### Aim
Rewrite each of the rows below as an item in a numbered list, skipping any blank lines.

──────── Exercise inputs

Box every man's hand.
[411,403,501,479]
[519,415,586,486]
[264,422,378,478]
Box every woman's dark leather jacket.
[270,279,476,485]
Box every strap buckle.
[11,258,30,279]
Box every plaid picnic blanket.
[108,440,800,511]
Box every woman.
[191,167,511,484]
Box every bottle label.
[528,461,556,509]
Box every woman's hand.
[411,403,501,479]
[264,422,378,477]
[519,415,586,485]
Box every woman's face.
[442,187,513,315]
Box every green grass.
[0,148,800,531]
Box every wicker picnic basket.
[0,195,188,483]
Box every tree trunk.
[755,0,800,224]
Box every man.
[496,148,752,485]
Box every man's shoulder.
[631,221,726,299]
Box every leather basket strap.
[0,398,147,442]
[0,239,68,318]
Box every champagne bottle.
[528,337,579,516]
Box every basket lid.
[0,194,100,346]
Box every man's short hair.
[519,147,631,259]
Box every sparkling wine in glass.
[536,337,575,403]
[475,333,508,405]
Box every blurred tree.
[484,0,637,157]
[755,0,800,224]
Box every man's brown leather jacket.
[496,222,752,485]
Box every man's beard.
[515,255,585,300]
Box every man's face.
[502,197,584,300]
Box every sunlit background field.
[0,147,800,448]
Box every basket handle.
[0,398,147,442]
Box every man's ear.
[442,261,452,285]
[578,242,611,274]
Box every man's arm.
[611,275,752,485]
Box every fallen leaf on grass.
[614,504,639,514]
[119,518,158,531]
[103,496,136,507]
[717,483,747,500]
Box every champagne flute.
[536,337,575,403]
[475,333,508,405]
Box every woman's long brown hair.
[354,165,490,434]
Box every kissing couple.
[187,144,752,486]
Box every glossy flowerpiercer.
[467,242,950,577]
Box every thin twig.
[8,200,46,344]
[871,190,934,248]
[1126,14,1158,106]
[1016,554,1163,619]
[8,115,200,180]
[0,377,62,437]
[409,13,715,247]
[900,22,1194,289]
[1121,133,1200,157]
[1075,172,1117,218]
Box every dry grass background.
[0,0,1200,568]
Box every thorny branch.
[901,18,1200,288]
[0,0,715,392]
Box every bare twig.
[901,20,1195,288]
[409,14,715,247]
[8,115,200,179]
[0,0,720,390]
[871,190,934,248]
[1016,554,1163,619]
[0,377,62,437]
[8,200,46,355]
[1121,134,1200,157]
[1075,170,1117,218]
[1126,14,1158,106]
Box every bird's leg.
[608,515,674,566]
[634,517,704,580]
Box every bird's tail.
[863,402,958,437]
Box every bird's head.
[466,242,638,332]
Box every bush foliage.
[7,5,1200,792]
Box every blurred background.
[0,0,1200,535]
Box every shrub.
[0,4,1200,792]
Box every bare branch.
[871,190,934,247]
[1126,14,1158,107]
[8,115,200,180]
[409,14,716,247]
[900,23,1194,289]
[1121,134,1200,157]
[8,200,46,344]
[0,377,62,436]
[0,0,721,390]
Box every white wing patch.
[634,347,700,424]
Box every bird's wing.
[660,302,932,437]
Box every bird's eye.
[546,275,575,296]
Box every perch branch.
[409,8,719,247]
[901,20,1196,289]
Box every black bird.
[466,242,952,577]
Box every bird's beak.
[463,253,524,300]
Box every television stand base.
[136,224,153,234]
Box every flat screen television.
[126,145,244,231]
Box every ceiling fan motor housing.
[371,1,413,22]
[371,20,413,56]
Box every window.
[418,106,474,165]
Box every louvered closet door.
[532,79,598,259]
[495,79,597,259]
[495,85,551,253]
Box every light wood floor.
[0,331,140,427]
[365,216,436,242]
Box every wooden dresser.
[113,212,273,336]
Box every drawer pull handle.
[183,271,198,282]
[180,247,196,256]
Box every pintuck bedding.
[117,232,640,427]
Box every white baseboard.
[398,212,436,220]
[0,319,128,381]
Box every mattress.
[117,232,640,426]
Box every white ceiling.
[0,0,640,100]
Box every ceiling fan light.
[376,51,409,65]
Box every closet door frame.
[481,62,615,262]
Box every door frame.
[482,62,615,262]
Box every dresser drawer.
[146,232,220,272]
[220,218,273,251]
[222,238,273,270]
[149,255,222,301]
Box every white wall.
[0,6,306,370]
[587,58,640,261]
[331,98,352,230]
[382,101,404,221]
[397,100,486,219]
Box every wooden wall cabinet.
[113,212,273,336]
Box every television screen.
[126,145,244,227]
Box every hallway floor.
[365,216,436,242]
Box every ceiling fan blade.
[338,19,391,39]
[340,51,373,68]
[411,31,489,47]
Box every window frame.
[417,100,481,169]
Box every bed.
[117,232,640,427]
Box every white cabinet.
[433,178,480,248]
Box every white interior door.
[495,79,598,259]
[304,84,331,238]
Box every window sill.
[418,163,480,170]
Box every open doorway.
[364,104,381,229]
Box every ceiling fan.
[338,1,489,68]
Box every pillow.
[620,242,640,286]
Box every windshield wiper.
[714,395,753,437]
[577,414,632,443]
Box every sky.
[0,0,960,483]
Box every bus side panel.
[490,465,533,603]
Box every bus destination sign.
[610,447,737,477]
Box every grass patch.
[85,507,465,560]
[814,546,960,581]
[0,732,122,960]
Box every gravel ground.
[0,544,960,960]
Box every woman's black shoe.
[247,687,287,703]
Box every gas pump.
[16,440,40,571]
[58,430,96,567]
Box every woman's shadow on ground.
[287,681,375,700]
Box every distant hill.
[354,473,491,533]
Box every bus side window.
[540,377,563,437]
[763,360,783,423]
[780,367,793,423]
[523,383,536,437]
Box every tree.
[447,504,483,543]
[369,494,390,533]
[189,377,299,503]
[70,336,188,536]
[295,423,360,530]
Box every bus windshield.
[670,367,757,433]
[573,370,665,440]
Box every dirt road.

────────────────

### Task answer
1. Box every man's hand.
2. [411,403,501,479]
3. [519,415,586,486]
4. [264,422,378,478]
5. Box every woman's dark leather jacket.
6. [270,279,476,485]
7. Box every strap buckle.
8. [11,258,30,279]
9. Box every plaid picnic blanket.
10. [108,440,800,511]
11. Box every woman.
12. [191,167,511,484]
13. Box every bottle label.
14. [528,461,556,509]
15. Box every woman's hand.
16. [411,403,501,479]
17. [264,422,378,477]
18. [519,415,586,485]
19. Box every woman's face.
20. [442,187,513,315]
21. Box every green grass.
22. [0,148,800,531]
23. Box every wicker picnic basket.
24. [0,195,188,483]
25. Box every tree trunk.
26. [755,0,800,224]
27. Box every man.
28. [496,148,752,485]
29. Box every man's shoulder.
30. [631,221,726,299]
31. Box every leather basket strap.
32. [0,398,147,442]
33. [0,239,68,318]
34. Box every champagne bottle.
35. [528,337,579,516]
36. Box every basket lid.
37. [0,194,100,346]
38. Box every man's short hair.
39. [519,147,631,259]
40. Box every sparkling wine in glass.
41. [536,337,575,403]
42. [475,333,508,405]
43. Box every blurred tree.
44. [484,0,637,157]
45. [755,0,800,224]
46. Box every man's brown leather jacket.
47. [496,222,752,485]
48. Box every man's beard.
49. [515,255,585,300]
50. Box every man's face.
51. [502,197,584,300]
52. Box every sunlit background field.
53. [0,147,800,448]
54. Box every basket handle.
55. [0,398,147,442]
56. Box every man's ear.
57. [442,261,452,285]
58. [578,242,611,274]
59. Box every man's arm.
60. [611,275,752,485]
61. Box every fallen leaf on grass.
62. [614,504,639,514]
63. [119,518,158,531]
64. [103,496,136,507]
65. [717,483,747,500]
66. Box every champagne flute.
67. [536,337,575,403]
68. [475,333,508,405]
69. Box every woman's long brown hair.
70. [354,165,490,434]
71. Box every kissing couple.
72. [187,144,752,486]
73. Box every glossy flowerpiercer.
74. [467,242,950,577]
75. Box every thin twig.
76. [8,200,46,344]
77. [871,190,934,248]
78. [1126,14,1158,106]
79. [1016,554,1163,619]
80. [8,115,200,180]
81. [0,377,62,437]
82. [409,13,715,247]
83. [900,22,1194,289]
84. [1121,133,1200,157]
85. [1075,172,1117,218]
86. Box every dry grass background.
87. [0,0,1200,568]
88. Box every thorny branch.
89. [901,18,1200,288]
90. [0,0,715,392]
91. Box every bare twig.
92. [901,20,1195,288]
93. [409,14,715,247]
94. [8,115,200,179]
95. [0,0,720,390]
96. [871,190,934,248]
97. [1016,554,1163,619]
98. [0,377,62,437]
99. [8,200,46,355]
100. [1121,134,1200,157]
101. [1075,170,1117,218]
102. [1126,14,1158,106]
103. Box every bird's leg.
104. [608,515,674,566]
105. [634,517,704,580]
106. Box every bird's tail.
107. [863,402,958,437]
108. Box every bird's head.
109. [466,242,638,332]
110. Box every bush foliage.
111. [7,5,1200,792]
112. Box every blurred background.
113. [0,0,1200,535]
114. Box every shrub.
115. [0,4,1200,792]
116. Box every bare branch.
117. [871,190,934,247]
118. [1126,14,1158,107]
119. [8,115,200,180]
120. [409,14,716,247]
121. [900,23,1194,289]
122. [1121,134,1200,157]
123. [8,200,46,344]
124. [0,377,62,436]
125. [0,0,721,390]
126. Box every white wing patch.
127. [634,347,700,424]
128. Box every bird's wing.
129. [660,302,932,437]
130. Box every bird's eye.
131. [546,275,575,296]
132. Box every perch branch.
133. [409,8,719,247]
134. [901,20,1196,289]
135. Box every black bird.
136. [466,242,952,577]
137. Box every bird's beak.
138. [463,253,524,300]
139. Box every television stand base.
140. [136,224,153,234]
141. Box every flat screen television.
142. [126,145,244,231]
143. Box every ceiling fan motor housing.
144. [371,1,413,22]
145. [371,20,413,56]
146. Box every window.
147. [418,106,474,165]
148. Box every louvered closet door.
149. [532,79,598,259]
150. [495,79,597,259]
151. [495,85,551,253]
152. Box every light wood floor.
153. [0,331,140,427]
154. [365,216,436,242]
155. Box every wooden dresser.
156. [113,212,273,336]
157. Box every drawer pull handle.
158. [183,271,198,282]
159. [180,247,196,256]
160. Box every pintuck bedding.
161. [117,232,640,427]
162. Box every white baseboard.
163. [398,212,436,220]
164. [0,319,128,381]
165. Box every mattress.
166. [117,232,640,426]
167. Box every white ceiling.
168. [0,0,640,100]
169. Box every ceiling fan light.
170. [376,51,409,65]
171. Box every closet door frame.
172. [481,62,615,262]
173. Box every door frame.
174. [482,62,615,262]
175. Box every dresser drawer.
176. [146,232,220,272]
177. [220,218,273,251]
178. [222,238,273,270]
179. [149,255,222,301]
180. Box every white wall.
181. [0,6,306,370]
182. [587,58,640,261]
183. [331,98,352,230]
184. [382,101,404,221]
185. [397,100,486,219]
186. Box every wooden wall cabinet.
187. [113,212,273,336]
188. Box every television screen.
189. [126,145,244,227]
190. Box every hallway floor.
191. [365,216,436,242]
192. Box every ceiling fan blade.
193. [338,19,391,39]
194. [340,51,373,68]
195. [411,31,489,47]
196. Box every window frame.
197. [417,100,481,169]
198. Box every bed.
199. [117,232,640,427]
200. Box every white cabinet.
201. [433,178,480,248]
202. Box every white interior door.
203. [495,79,598,259]
204. [304,84,331,238]
205. Box every window sill.
206. [418,163,480,170]
207. Box every open doorway.
208. [364,104,381,229]
209. Box every ceiling fan.
210. [338,1,489,68]
211. Box every pillow.
212. [620,242,640,286]
213. Box every windshield wiper.
214. [714,395,753,437]
215. [577,414,632,443]
216. Box every sky.
217. [0,0,960,483]
218. Box every bus side panel.
219. [490,465,533,603]
220. Box every bus destination sign.
221. [610,447,737,477]
222. Box every grass patch.
223. [85,507,465,560]
224. [814,546,960,581]
225. [0,732,122,960]
226. Box every gravel ground.
227. [0,544,960,960]
228. Box every woman's black shoe.
229. [247,687,287,703]
230. Box every gas pump.
231. [16,440,40,571]
232. [58,430,96,567]
233. Box every woman's shadow on ground.
234. [287,681,375,700]
235. Box every distant hill.
236. [354,473,491,533]
237. Box every bus side window.
238. [540,377,563,437]
239. [763,360,783,423]
240. [780,367,793,423]
241. [523,383,536,437]
242. Box every tree.
243. [447,504,483,543]
244. [369,494,390,533]
245. [189,377,299,503]
246. [70,336,188,536]
247. [295,423,360,530]
248. Box every bus windshield.
249. [670,367,757,433]
250. [573,370,665,440]
251. Box every dirt road.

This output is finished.